▶ _EXERCISE OBJECTIVE_
Only those lines running from the line that contains "Could you spot the tree" through the end of the material are to be written out, each exactly as shown.

▶ _Dataset records about object locations_

= = = = =

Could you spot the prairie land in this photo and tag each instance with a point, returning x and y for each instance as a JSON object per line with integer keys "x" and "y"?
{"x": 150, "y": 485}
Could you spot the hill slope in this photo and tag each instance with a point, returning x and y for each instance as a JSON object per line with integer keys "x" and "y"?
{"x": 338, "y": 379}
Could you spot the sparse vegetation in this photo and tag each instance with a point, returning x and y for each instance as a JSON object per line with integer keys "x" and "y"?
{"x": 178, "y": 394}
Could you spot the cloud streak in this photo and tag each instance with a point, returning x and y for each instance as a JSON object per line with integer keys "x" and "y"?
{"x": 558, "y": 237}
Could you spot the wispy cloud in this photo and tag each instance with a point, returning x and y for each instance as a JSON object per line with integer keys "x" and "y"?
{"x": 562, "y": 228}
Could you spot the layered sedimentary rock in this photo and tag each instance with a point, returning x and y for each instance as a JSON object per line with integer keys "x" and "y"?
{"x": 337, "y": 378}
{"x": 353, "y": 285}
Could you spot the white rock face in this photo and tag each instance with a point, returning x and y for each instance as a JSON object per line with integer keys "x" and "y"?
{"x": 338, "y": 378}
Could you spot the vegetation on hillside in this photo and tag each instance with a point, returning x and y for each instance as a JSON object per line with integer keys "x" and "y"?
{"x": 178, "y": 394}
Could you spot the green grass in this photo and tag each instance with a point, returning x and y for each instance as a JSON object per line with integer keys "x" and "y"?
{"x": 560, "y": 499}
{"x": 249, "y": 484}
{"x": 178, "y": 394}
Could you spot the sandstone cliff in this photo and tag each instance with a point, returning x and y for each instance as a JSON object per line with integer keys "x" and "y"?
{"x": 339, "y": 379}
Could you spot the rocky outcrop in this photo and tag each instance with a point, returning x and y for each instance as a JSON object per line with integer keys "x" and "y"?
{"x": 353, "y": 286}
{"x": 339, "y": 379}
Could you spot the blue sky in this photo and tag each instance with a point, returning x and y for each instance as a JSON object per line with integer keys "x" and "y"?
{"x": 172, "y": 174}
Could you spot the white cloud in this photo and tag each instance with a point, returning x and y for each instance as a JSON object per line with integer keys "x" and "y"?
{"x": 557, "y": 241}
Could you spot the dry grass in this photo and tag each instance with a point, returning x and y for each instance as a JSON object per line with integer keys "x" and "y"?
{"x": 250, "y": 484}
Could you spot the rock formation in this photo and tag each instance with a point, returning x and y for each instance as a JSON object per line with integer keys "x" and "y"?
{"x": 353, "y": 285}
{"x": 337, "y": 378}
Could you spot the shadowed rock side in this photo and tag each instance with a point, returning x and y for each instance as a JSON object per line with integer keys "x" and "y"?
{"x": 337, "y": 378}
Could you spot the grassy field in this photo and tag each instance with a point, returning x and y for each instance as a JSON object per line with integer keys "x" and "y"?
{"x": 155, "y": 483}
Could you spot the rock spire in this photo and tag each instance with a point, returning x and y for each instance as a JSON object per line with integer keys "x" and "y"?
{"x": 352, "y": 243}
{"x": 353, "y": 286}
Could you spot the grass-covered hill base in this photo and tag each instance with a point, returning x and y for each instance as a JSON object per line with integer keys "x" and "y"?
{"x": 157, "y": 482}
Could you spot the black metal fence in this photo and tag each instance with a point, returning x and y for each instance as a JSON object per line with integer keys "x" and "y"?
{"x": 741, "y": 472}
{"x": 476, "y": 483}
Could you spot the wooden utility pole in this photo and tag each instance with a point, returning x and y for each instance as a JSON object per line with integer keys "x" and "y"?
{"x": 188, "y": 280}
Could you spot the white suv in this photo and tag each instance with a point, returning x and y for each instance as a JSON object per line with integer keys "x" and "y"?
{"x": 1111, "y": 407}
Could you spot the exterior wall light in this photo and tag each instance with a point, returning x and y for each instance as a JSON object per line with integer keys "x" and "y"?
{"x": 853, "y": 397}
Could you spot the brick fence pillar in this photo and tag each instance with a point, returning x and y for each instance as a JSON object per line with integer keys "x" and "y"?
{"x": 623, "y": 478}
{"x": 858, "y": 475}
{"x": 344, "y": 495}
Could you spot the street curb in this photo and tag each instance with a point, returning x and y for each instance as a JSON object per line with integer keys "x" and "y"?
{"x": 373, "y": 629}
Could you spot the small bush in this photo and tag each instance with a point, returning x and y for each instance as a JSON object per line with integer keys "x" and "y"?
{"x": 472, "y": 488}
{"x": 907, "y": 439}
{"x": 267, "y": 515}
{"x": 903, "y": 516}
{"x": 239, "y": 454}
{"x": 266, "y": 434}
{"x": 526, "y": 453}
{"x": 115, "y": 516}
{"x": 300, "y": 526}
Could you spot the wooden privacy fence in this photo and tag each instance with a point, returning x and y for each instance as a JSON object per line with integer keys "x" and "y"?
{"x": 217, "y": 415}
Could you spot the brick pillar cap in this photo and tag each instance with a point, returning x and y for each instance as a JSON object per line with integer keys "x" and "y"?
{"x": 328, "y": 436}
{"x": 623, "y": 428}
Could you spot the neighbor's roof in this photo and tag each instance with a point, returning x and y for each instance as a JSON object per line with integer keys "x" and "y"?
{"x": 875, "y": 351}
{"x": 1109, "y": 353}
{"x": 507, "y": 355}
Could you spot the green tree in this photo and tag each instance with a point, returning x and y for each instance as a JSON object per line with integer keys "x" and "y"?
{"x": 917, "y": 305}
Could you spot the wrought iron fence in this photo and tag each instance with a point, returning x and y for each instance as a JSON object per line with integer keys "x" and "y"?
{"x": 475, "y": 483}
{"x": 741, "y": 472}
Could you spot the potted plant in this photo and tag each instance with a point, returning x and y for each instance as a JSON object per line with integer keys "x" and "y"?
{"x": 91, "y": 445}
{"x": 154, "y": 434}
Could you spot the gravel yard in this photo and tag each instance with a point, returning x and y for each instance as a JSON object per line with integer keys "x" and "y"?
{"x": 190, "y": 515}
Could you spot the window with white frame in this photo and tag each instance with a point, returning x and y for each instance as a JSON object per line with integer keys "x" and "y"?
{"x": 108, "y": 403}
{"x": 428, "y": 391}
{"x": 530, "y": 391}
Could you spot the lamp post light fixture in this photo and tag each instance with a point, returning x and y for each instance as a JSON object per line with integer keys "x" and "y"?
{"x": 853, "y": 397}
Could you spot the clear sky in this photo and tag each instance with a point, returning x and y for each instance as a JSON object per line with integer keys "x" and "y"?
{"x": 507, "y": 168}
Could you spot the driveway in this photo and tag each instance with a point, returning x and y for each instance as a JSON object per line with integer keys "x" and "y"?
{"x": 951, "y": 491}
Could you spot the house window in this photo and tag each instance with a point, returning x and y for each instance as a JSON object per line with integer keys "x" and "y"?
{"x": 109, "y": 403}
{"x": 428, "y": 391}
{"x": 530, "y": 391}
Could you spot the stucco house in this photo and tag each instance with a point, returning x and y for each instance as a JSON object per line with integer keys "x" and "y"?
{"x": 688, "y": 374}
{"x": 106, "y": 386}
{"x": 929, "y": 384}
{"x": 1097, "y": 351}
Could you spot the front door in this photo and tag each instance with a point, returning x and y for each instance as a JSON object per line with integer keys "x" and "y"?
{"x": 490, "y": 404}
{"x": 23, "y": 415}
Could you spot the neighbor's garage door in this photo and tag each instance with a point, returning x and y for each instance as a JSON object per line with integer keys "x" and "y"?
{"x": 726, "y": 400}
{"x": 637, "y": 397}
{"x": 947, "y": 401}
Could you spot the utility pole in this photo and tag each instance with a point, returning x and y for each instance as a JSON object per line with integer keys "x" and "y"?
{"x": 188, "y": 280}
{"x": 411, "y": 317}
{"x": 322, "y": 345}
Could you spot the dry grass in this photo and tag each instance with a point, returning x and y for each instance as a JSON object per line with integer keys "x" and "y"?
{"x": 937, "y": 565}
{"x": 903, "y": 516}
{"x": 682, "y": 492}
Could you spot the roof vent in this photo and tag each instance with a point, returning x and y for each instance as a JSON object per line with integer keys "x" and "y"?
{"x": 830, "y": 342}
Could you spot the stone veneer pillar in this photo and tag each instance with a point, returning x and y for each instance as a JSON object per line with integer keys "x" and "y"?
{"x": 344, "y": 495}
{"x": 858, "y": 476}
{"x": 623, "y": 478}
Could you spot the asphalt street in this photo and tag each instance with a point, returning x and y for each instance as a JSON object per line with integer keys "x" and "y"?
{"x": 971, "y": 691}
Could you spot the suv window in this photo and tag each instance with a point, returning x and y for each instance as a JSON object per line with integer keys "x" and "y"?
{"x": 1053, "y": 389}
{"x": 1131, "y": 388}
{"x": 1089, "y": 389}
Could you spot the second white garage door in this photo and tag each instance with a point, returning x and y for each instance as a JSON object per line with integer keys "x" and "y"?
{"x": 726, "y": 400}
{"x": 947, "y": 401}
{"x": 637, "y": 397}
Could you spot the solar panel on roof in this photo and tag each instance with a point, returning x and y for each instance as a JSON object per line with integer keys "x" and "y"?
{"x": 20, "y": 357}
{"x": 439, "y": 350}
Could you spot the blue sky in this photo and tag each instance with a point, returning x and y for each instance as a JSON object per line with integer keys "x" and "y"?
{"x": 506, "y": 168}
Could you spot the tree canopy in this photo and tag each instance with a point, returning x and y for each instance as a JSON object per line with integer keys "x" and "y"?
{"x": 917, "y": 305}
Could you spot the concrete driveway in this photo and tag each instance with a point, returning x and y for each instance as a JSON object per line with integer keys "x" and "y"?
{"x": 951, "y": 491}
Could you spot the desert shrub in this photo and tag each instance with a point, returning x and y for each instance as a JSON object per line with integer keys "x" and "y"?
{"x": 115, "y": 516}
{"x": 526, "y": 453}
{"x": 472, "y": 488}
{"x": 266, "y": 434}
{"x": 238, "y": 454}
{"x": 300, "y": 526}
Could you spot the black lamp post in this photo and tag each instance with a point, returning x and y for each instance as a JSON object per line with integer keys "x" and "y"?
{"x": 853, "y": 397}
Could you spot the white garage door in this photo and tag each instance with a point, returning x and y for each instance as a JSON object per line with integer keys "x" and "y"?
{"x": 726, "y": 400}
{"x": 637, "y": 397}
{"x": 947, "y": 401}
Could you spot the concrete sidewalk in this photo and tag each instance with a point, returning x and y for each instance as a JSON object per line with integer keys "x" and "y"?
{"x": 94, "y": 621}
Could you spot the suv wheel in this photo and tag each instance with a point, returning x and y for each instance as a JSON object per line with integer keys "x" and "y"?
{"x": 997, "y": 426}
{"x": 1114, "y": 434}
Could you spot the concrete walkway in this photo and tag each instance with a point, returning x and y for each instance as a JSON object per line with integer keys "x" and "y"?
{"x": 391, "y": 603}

= = = = =

▶ _FINAL ANSWER_
Could you spot the tree canopy in this photo and tag each instance with a point, returning x and y for each instance as a JSON object per line with integer keys "x" and "y"?
{"x": 917, "y": 305}
Could you spot the concrete driveway in this photo and tag each instance with a point, returning x and y for each instance as a JSON object per line with integer keys "x" and "y"?
{"x": 951, "y": 491}
Could you spot the desert shrub in this photo and tag each instance with a point, returning x and y for each instance as a JSON object per line with integer keys "x" and "y"?
{"x": 115, "y": 516}
{"x": 526, "y": 453}
{"x": 472, "y": 488}
{"x": 266, "y": 434}
{"x": 238, "y": 454}
{"x": 300, "y": 526}
Could you spot the black lamp post in this photo and tag each instance with a point, returning x and y for each instance as a JSON object per line with integer keys "x" and "y"?
{"x": 853, "y": 397}
Could you spot the white garage door in this photo and tag each instance with a point, returning x and y for each instance as a JSON object per line with integer keys "x" and "y"?
{"x": 726, "y": 400}
{"x": 637, "y": 397}
{"x": 947, "y": 401}
Could you spot the concrete sidewalk in this photo and tag each instance with a point, returning x and y for each instance as a JSON object per line with integer keys "x" and "y"?
{"x": 94, "y": 621}
Could you spot the suv wheel in this photo and tag each instance with a point, returning x and y for each instance as a JSON object per line with integer keys "x" and "y"?
{"x": 997, "y": 426}
{"x": 1114, "y": 434}
Could you spot the concrete walkway in this photo and tag each instance with a point, returning x and y for each instance as a JSON object per line with integer keys "x" and "y"?
{"x": 391, "y": 603}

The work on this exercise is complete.